## À faire
**a)** Recopiez intégralement et sans aucune modification l'extrait sur l'exposition Antonioni.
**b)** Reproduisez les entrées à partir de la ligne contenant « One pin marks each instance of the adult. » jusqu'à la dernière entrée incluse, consignes comprises, en retranchant 44 de chaque coordonnée des réponses. Ne donnez que ces lignes.

## Extrait présenté
Or, la scène résume assez l'atmosphère ultra-cinéphile qui s'impose à la simple mention du nom d'Antonioni, qui ne va pas sans mettre en jeu une certaine forme de doux fétichisme du dernier âge d'or du cinéma européen, celui des des années 1960/1970. Pourtant, nulle nostalgie, au fond, ne ressort de l'exposition, tant le réalisateur de 'Blow-Up' reste profondément notre contemporain (ce qui apparaît d'ailleurs comme l'angle choisi par Dominique Païni pour cette exposition sous-titrée « aux origines du pop »). Car derrière son inscription, certes marquante, au sein des mouvements de son époque - le swinging London désabusé de 'Blow-Up', les étudiants contestataires de 'Zabriskie Point'... -, Antonioni demeure le cinéaste essentiel de l'incertitude, de l'instabilité, de l'évanescence. Fugacité sentimentale, chaos du désir, impasse du politique. Dérèglement climatique. Ou l'urgence intime, sèche, de tout simplement foutre le camp, la stupeur d'une vie évadée, indifférente, glissée entre les doigts.
« Le monde est aujourd'hui menacé par un grave déséquilibre entre une science qui se projette consciemment vers l'avenir [...] et un monde moral raidi, figé, que nous considérons tous comme tel et que, pourtant, nous concourons tous à préserver par lâcheté ou par paresse », déclarait le réalisateur en 1960, au Festival de Cannes, alors que 'L'Avventura' déchaînait les passions. Ce cri muet de l'âme moderne, écartelée et indécise, Antonioni a certainement su l'exprimer mieux que tout autre. En particulier à travers le regard et le corps de son actrice-fétiche, l'inquiète et solaire Monica Vitti. Et les reliques, émouvantes et inattendues, que nous présente cette exposition à la Cinémathèque (photos des tournages, brouillons de scénario, extraits de films, projets annexes, essais de peinture, documents d'époque, sources d'inspiration variées) ne vont pas sans rappeler, régulièrement, la beauté bipolaire de la comédienne, que ce soit à travers une superbe affiche vintage de 'L'Avventura' ou des bouts d'essai pour 'Le Désert rouge' - qui, à eux seuls, valent largement le détour.

## Entrées présentées
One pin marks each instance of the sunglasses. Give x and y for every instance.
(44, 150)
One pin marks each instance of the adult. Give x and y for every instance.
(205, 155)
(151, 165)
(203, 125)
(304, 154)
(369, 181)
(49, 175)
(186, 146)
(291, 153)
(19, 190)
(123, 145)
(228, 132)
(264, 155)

## Corrigé
**a)**
Or, la scène résume assez l'atmosphère ultra-cinéphile qui s'impose à la simple mention du nom d'Antonioni, qui ne va pas sans mettre en jeu une certaine forme de doux fétichisme du dernier âge d'or du cinéma européen, celui des des années 1960/1970. Pourtant, nulle nostalgie, au fond, ne ressort de l'exposition, tant le réalisateur de 'Blow-Up' reste profondément notre contemporain (ce qui apparaît d'ailleurs comme l'angle choisi par Dominique Païni pour cette exposition sous-titrée « aux origines du pop »). Car derrière son inscription, certes marquante, au sein des mouvements de son époque - le swinging London désabusé de 'Blow-Up', les étudiants contestataires de 'Zabriskie Point'... -, Antonioni demeure le cinéaste essentiel de l'incertitude, de l'instabilité, de l'évanescence. Fugacité sentimentale, chaos du désir, impasse du politique. Dérèglement climatique. Ou l'urgence intime, sèche, de tout simplement foutre le camp, la stupeur d'une vie évadée, indifférente, glissée entre les doigts.
« Le monde est aujourd'hui menacé par un grave déséquilibre entre une science qui se projette consciemment vers l'avenir [...] et un monde moral raidi, figé, que nous considérons tous comme tel et que, pourtant, nous concourons tous à préserver par lâcheté ou par paresse », déclarait le réalisateur en 1960, au Festival de Cannes, alors que 'L'Avventura' déchaînait les passions. Ce cri muet de l'âme moderne, écartelée et indécise, Antonioni a certainement su l'exprimer mieux que tout autre. En particulier à travers le regard et le corps de son actrice-fétiche, l'inquiète et solaire Monica Vitti. Et les reliques, émouvantes et inattendues, que nous présente cette exposition à la Cinémathèque (photos des tournages, brouillons de scénario, extraits de films, projets annexes, essais de peinture, documents d'époque, sources d'inspiration variées) ne vont pas sans rappeler, régulièrement, la beauté bipolaire de la comédienne, que ce soit à travers une superbe affiche vintage de 'L'Avventura' ou des bouts d'essai pour 'Le Désert rouge' - qui, à eux seuls, valent largement le détour.

**b)**
One pin marks each instance of the adult. Give x and y for every instance.
(161, 111)
(107, 121)
(159, 81)
(260, 110)
(325, 137)
(5, 131)
(142, 102)
(247, 109)
(-25, 146)
(79, 101)
(184, 88)
(220, 111)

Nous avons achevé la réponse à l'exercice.